_Work request_
Which lines in the data below contain the word "standing"? Return each of them.
--- Supplied entries Enclosed Below ---
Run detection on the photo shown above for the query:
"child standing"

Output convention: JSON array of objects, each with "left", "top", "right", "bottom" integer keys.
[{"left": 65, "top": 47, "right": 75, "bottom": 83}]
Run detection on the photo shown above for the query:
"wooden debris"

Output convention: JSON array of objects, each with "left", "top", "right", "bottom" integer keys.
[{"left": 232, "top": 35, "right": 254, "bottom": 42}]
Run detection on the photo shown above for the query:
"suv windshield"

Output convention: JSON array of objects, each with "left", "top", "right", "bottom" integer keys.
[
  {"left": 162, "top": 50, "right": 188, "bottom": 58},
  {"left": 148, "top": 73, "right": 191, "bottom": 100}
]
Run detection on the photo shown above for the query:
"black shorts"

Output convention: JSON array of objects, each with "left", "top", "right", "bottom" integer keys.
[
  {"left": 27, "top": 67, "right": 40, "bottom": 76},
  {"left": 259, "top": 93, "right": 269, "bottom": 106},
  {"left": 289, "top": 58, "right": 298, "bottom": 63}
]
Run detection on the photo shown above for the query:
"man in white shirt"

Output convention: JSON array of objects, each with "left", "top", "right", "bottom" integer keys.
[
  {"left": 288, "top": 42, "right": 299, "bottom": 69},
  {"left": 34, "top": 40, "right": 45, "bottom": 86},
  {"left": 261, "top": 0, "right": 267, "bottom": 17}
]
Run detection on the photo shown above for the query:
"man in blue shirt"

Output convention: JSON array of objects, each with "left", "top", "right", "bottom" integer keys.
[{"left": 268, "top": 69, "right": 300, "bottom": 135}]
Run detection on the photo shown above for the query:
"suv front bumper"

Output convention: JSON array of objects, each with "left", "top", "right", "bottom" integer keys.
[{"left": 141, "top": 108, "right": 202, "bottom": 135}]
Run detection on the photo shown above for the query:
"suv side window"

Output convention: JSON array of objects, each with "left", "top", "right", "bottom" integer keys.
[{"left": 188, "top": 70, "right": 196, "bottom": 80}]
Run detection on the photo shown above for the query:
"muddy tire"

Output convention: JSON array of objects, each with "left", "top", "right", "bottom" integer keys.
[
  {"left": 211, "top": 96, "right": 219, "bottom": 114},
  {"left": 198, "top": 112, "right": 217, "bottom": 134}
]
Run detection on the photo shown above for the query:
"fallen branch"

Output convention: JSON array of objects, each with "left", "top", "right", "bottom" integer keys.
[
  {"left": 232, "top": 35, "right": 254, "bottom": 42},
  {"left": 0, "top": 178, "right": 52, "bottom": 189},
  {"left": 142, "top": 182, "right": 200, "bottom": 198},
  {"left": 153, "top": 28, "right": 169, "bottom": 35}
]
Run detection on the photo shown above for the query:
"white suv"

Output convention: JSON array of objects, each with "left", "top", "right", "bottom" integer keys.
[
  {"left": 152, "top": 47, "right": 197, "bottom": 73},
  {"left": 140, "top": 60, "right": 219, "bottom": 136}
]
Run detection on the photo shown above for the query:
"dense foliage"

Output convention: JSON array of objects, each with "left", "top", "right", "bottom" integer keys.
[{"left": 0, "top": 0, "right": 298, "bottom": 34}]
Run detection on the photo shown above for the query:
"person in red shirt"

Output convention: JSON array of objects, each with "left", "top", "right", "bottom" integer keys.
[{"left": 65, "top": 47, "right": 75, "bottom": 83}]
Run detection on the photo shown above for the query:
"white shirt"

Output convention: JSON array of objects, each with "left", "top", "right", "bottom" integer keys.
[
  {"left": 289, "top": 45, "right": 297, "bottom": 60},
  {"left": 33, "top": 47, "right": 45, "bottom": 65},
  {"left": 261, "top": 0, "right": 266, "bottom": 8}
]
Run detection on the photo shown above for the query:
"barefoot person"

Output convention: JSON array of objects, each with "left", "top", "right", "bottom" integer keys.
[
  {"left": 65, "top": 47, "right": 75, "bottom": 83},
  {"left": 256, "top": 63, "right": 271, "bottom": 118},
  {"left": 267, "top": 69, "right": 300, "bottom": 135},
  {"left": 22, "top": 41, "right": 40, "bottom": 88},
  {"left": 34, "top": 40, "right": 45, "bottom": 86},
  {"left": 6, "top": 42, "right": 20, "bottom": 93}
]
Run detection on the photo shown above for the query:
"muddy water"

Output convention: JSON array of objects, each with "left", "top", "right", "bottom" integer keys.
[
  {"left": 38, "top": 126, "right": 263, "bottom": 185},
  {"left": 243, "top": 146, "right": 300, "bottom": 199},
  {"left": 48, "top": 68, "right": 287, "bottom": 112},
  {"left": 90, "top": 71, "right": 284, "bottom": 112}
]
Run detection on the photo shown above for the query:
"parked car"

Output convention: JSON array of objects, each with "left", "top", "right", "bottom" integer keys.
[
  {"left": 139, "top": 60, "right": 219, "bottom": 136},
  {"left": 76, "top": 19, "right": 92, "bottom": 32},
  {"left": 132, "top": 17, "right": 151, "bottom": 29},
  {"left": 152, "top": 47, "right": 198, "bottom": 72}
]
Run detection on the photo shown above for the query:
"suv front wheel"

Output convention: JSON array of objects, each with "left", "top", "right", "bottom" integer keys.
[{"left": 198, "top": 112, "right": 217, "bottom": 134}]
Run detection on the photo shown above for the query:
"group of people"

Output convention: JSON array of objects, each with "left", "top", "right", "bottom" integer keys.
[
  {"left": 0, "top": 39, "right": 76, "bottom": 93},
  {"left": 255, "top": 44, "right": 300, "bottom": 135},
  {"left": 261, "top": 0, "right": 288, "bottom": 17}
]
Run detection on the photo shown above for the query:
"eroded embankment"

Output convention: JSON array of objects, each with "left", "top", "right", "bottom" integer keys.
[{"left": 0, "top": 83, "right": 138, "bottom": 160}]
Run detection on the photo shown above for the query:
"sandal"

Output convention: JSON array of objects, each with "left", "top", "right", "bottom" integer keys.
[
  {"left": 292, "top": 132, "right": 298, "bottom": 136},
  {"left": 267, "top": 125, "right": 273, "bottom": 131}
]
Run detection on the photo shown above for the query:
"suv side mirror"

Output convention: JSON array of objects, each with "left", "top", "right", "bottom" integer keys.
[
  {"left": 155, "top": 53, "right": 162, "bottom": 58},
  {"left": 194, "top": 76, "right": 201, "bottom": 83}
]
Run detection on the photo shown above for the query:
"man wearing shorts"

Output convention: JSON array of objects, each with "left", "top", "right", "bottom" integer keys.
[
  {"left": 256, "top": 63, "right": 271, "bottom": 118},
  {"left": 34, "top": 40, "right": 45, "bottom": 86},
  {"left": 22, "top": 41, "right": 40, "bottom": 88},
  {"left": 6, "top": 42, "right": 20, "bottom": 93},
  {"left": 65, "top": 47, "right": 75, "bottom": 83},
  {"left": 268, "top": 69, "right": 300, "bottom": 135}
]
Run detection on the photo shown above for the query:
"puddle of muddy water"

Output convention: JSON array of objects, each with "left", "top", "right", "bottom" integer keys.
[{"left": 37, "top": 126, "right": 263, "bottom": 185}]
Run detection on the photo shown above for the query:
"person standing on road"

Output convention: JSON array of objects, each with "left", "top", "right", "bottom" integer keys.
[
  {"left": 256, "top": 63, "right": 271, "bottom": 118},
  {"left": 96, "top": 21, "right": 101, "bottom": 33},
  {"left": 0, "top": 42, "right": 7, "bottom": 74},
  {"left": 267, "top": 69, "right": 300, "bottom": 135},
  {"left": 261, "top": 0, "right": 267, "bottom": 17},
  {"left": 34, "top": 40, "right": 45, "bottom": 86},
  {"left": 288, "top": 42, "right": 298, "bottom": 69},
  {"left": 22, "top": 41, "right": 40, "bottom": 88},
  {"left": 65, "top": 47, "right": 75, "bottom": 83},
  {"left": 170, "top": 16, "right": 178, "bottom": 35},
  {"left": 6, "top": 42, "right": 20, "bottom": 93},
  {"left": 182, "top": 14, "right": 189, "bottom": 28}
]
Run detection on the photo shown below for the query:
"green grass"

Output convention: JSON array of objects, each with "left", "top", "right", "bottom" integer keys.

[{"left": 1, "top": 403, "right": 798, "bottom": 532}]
--- End of Enclosed Supplied entries ---
--- Supplied entries Enclosed Below ---
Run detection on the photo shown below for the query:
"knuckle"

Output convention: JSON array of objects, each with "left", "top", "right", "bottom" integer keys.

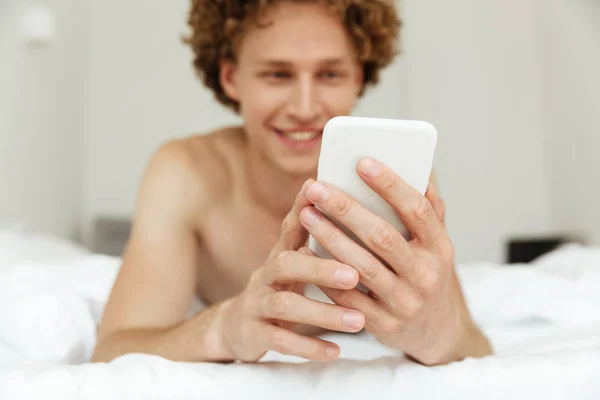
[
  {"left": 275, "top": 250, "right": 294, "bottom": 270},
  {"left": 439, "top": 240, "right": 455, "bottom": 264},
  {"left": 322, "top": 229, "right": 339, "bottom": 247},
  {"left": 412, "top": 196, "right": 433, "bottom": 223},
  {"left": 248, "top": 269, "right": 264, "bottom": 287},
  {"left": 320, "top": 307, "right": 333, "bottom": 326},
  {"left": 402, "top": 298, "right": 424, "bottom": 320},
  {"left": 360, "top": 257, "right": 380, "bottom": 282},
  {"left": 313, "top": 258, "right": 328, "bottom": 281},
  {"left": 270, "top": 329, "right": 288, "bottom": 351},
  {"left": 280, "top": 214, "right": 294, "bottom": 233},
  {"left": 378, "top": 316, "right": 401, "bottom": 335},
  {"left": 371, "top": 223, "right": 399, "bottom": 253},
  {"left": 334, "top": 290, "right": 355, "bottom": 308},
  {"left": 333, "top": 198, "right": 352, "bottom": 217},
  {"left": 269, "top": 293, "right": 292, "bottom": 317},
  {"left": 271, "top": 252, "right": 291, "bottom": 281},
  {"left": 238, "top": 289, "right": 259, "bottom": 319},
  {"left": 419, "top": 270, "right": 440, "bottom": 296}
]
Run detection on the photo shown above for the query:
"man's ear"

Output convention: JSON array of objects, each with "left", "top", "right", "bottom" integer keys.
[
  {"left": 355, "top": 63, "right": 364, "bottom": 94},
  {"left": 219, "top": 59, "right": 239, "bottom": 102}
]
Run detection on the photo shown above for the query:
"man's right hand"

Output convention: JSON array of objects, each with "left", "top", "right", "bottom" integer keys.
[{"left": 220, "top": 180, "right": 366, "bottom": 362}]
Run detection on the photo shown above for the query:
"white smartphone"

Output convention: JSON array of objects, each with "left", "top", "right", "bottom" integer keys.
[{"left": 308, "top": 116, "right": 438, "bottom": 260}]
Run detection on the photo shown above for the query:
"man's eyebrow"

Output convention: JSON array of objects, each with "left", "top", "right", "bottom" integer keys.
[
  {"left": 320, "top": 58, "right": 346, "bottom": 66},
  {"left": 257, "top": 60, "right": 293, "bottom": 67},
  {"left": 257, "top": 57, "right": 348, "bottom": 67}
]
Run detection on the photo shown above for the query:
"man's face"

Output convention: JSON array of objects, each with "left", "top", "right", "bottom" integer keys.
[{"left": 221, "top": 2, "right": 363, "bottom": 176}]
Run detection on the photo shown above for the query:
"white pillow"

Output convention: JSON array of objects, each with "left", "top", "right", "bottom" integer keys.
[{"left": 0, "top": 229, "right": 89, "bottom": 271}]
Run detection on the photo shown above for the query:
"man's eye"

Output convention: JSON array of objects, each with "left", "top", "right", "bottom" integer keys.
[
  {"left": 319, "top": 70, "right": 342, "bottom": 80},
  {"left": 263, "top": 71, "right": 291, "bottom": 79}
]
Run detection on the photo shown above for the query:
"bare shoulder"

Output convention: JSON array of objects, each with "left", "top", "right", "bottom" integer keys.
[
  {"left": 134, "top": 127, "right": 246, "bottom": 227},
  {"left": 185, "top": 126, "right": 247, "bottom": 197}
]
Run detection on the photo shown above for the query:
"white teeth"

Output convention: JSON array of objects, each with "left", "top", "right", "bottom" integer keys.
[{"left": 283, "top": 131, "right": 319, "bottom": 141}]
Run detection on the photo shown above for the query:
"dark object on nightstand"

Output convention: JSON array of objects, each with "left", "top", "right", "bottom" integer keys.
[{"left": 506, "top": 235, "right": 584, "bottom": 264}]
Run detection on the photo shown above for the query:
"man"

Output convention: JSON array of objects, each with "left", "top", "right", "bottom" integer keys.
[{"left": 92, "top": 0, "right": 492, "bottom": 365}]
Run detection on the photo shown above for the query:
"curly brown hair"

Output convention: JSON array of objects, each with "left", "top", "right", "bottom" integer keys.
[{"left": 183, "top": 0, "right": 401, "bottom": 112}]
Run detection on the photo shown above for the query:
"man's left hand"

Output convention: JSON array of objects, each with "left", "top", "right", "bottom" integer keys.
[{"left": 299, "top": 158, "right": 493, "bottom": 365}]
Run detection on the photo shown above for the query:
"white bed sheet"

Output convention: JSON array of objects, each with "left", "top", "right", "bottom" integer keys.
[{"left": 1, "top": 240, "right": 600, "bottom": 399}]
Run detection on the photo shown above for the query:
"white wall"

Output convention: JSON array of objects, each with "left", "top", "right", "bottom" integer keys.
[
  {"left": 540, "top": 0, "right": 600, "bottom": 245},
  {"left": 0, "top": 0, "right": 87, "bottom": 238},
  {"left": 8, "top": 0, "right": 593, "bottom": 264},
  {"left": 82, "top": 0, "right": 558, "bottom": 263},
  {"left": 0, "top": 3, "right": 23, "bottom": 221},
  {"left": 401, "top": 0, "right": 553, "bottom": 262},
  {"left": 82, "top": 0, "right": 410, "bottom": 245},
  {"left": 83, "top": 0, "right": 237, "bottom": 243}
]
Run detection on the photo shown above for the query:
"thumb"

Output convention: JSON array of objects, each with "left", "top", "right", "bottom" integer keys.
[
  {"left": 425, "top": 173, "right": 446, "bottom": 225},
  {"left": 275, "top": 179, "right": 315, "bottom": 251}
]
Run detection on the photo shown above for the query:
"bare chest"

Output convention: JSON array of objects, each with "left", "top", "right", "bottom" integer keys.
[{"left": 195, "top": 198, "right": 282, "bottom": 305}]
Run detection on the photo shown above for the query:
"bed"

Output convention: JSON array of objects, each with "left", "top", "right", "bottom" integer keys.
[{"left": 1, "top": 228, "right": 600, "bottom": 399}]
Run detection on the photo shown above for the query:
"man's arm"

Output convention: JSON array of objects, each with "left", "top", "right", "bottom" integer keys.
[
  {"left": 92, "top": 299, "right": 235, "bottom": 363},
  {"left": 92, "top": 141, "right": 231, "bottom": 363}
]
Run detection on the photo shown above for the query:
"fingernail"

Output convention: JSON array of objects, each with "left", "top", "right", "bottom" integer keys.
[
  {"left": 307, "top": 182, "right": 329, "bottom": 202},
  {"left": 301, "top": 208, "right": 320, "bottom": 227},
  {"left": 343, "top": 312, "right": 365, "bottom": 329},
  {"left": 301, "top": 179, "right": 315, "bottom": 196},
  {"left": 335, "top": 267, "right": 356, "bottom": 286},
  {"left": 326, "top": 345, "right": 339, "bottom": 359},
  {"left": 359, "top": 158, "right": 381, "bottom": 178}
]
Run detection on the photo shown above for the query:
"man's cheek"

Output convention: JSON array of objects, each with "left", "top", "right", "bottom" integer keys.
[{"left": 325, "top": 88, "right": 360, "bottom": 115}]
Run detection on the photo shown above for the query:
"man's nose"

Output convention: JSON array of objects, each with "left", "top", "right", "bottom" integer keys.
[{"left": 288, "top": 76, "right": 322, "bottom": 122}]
--- End of Enclosed Supplied entries ---
_Exercise answer_
"child standing"
"person standing on road"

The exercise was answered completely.